─── SUPPLIED ENTRIES ───
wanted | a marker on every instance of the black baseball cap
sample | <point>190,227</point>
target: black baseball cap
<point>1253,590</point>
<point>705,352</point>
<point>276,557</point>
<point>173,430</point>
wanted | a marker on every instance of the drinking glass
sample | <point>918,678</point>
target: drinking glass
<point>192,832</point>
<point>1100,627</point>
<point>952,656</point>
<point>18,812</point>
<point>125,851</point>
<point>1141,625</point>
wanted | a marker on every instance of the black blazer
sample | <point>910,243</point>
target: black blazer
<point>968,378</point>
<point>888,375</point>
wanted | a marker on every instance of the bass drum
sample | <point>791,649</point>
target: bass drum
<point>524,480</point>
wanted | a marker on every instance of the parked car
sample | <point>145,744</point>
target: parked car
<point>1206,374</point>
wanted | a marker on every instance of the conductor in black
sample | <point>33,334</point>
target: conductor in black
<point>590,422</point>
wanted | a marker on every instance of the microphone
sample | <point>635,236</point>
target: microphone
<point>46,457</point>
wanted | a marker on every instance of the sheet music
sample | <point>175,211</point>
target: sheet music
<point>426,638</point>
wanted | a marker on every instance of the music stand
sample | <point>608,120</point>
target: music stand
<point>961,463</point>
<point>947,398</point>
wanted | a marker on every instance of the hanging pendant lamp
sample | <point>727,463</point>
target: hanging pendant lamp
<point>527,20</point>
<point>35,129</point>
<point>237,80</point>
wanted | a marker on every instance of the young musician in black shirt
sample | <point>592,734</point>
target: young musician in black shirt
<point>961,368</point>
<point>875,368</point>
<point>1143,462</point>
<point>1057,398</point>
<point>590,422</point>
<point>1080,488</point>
───
_THE PROBLEM_.
Write out again the lines from the one containing "wanted | a marker on every instance of the conductor" up to and including the one containing "<point>947,398</point>", requests included. Decrease every coordinate in the answer points by 17.

_PROBLEM SOLUTION_.
wanted | a marker on every instance of the conductor in black
sample | <point>33,334</point>
target: conductor in black
<point>573,405</point>
wanted | a marker on every instance of the microphone
sample | <point>635,236</point>
target: microphone
<point>29,440</point>
wanted | a marker on every instance of the sheet music
sample | <point>175,211</point>
target: sheet music
<point>409,621</point>
wanted | a marker on every instance of the music stand
sample | <point>608,120</point>
target: music stand
<point>944,446</point>
<point>930,381</point>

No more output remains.